Dataset records section start

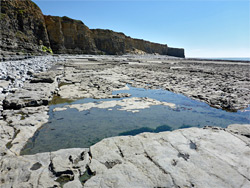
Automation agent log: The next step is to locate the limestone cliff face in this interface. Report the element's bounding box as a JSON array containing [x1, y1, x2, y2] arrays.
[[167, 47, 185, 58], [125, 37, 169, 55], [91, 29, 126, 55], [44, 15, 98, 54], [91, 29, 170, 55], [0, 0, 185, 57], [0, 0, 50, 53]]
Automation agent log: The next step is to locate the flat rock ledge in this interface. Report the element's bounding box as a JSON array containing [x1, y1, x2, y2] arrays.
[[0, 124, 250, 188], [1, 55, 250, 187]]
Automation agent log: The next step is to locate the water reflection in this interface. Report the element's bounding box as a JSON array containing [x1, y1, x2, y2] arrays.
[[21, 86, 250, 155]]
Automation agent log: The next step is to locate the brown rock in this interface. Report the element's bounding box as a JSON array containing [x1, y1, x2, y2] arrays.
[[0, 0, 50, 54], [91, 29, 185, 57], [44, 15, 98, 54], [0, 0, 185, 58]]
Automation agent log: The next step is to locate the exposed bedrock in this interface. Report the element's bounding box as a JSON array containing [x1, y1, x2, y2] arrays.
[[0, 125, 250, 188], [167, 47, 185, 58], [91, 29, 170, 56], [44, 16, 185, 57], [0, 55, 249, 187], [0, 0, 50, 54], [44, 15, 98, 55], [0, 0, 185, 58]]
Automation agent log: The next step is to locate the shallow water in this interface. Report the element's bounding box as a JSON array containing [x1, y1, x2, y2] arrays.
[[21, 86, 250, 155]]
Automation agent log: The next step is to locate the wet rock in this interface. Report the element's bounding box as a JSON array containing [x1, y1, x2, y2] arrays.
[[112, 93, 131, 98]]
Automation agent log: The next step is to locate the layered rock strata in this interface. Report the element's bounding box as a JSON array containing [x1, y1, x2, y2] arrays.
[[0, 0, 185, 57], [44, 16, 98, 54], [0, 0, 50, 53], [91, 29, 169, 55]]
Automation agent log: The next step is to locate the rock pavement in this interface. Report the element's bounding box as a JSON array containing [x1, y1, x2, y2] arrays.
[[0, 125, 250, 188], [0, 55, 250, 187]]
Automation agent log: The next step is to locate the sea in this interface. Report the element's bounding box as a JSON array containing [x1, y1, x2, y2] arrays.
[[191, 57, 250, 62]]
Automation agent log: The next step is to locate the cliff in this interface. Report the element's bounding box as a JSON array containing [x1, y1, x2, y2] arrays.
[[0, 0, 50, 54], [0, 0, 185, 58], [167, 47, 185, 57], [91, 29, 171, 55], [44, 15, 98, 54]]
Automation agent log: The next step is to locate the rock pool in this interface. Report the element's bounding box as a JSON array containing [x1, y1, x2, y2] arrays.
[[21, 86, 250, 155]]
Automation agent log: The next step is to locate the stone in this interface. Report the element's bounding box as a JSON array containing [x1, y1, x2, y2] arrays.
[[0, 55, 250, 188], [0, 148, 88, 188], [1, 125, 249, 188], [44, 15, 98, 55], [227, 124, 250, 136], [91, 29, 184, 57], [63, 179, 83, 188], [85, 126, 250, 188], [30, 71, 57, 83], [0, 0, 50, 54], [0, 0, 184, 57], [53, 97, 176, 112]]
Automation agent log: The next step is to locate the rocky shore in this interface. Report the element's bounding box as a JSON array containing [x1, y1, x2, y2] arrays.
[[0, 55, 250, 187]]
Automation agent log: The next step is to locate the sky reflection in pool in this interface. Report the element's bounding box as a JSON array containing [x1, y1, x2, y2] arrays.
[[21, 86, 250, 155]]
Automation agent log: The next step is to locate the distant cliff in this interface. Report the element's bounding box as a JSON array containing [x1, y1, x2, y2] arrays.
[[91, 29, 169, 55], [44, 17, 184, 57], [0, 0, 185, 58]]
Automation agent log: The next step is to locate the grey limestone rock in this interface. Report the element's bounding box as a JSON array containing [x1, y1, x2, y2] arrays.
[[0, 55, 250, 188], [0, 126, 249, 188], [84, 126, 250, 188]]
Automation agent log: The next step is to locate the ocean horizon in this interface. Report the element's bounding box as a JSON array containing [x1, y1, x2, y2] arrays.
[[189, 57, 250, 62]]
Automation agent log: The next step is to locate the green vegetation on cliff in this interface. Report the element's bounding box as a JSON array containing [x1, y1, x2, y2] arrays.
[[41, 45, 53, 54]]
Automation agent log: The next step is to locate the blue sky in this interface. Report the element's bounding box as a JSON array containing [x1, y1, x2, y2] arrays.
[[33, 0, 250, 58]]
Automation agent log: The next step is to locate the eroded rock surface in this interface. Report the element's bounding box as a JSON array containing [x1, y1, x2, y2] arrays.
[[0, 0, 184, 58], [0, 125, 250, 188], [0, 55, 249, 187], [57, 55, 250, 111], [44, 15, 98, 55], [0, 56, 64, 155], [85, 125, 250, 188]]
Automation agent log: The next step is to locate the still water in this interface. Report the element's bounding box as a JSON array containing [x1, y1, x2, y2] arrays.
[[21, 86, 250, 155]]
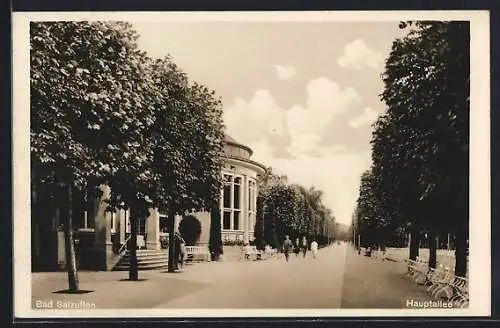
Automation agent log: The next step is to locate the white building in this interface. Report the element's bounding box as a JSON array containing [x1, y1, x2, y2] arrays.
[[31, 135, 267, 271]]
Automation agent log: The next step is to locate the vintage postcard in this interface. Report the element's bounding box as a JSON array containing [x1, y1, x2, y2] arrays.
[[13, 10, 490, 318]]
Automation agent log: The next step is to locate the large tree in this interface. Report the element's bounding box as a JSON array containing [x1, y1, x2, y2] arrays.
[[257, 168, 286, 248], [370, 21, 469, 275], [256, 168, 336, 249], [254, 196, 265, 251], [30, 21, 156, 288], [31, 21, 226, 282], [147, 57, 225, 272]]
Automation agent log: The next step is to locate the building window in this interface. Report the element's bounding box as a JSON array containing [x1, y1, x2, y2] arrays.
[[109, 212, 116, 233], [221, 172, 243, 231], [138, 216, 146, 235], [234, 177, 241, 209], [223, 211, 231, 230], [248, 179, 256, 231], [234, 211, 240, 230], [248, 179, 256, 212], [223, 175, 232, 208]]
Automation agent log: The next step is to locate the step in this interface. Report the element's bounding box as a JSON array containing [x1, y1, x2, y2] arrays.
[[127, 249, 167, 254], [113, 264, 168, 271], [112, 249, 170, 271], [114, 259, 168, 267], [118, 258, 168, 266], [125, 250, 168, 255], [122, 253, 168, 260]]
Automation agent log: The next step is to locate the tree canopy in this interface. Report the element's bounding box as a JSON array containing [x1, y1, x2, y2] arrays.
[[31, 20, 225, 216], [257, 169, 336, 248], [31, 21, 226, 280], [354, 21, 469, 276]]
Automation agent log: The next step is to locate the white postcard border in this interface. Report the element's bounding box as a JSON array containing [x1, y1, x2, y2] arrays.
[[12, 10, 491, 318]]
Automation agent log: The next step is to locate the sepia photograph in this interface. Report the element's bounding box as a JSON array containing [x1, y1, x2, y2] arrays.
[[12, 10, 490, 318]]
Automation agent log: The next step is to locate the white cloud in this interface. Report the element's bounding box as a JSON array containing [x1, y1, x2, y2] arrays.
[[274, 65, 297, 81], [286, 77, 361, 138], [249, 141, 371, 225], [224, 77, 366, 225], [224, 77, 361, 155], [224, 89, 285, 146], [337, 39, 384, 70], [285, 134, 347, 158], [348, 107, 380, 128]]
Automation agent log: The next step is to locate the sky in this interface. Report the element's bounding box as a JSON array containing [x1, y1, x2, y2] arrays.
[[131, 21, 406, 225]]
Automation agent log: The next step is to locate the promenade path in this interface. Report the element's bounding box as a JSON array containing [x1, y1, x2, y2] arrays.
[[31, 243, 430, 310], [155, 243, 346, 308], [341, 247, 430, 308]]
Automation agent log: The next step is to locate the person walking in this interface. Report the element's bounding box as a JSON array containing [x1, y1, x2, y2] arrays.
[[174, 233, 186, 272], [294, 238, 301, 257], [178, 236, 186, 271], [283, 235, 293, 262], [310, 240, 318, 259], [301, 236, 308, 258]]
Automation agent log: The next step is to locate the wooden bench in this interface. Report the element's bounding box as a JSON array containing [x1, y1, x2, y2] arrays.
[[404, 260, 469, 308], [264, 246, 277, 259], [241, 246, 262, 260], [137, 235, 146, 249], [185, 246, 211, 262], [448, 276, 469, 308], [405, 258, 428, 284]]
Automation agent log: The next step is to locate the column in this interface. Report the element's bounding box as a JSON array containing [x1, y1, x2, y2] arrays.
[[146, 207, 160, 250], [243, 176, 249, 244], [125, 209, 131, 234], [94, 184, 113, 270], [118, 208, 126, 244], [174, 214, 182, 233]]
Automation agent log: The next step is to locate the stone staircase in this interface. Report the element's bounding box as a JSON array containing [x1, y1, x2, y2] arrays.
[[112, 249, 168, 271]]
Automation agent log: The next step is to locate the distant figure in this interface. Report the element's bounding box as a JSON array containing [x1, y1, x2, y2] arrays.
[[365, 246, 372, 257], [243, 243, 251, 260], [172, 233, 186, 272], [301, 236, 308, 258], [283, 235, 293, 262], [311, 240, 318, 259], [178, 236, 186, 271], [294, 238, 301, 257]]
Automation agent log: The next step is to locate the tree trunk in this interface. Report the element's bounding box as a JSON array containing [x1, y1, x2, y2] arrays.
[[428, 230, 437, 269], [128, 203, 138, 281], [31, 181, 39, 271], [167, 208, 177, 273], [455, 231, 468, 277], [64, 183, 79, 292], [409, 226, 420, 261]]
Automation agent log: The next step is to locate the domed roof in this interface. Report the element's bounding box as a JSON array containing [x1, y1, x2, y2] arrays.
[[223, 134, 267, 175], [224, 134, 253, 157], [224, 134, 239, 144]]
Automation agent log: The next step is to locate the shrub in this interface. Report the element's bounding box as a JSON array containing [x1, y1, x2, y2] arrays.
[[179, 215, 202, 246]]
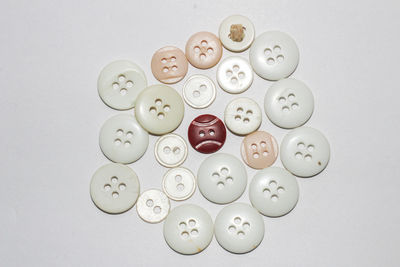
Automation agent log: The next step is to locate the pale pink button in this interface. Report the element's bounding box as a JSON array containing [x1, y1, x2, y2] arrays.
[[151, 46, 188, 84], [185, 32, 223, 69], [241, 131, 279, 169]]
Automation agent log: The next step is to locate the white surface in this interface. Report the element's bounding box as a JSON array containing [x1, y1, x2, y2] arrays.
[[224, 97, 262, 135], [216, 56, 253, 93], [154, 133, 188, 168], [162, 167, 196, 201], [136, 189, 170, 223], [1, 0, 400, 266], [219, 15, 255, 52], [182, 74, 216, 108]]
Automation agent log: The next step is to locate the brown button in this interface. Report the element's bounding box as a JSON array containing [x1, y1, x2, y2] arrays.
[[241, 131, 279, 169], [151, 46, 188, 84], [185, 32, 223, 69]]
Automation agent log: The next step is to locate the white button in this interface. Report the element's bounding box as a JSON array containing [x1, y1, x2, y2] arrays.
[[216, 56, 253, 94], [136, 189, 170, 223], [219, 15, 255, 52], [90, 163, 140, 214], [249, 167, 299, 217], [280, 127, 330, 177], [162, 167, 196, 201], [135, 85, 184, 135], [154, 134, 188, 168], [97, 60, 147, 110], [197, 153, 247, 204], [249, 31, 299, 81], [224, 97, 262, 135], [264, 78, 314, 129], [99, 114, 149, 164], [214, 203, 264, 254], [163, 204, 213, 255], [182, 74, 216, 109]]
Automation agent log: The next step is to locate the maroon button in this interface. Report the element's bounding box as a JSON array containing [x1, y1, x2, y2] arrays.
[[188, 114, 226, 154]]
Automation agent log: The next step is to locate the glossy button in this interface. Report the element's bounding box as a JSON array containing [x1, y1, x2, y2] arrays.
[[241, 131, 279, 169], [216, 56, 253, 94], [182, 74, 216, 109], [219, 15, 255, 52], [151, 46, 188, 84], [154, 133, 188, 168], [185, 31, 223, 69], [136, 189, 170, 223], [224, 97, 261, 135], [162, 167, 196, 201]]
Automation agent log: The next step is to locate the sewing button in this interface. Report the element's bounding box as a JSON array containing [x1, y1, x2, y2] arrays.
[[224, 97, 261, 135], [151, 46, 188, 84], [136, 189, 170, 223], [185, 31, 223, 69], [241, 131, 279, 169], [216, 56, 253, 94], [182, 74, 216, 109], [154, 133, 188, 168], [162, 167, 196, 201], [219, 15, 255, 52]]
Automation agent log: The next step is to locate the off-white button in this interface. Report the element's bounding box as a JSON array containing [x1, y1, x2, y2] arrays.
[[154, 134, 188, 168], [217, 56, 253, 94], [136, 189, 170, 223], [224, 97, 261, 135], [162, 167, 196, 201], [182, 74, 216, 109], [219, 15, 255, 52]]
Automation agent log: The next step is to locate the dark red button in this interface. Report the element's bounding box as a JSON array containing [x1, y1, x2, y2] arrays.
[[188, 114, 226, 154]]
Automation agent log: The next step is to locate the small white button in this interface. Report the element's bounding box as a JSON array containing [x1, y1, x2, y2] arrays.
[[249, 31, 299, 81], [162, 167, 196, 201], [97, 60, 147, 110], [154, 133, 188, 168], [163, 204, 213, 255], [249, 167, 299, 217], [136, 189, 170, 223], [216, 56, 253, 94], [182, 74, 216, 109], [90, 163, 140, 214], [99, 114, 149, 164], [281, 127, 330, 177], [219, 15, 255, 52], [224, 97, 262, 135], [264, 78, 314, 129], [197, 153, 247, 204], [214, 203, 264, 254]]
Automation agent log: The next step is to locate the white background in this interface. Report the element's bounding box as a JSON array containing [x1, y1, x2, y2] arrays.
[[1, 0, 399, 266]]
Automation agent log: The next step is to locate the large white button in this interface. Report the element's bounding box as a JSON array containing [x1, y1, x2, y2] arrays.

Dataset records section end

◆ Exercise:
The answer should be exactly the lines from the one that contains "the white background" through the end of the entries, both ends included, and nothing besides.

◆ Answer space:
Automation agent log: The next step is to locate the white background in this interface. Report the element's bounding box as a JSON array containing [x1, y1, x2, y2] arrays.
[[1, 0, 399, 266]]
Automation agent log: The next step is to locate the large white button in this interface. Report the element's bounding box as a JSON array containing [x1, y1, x2, y2] arrays.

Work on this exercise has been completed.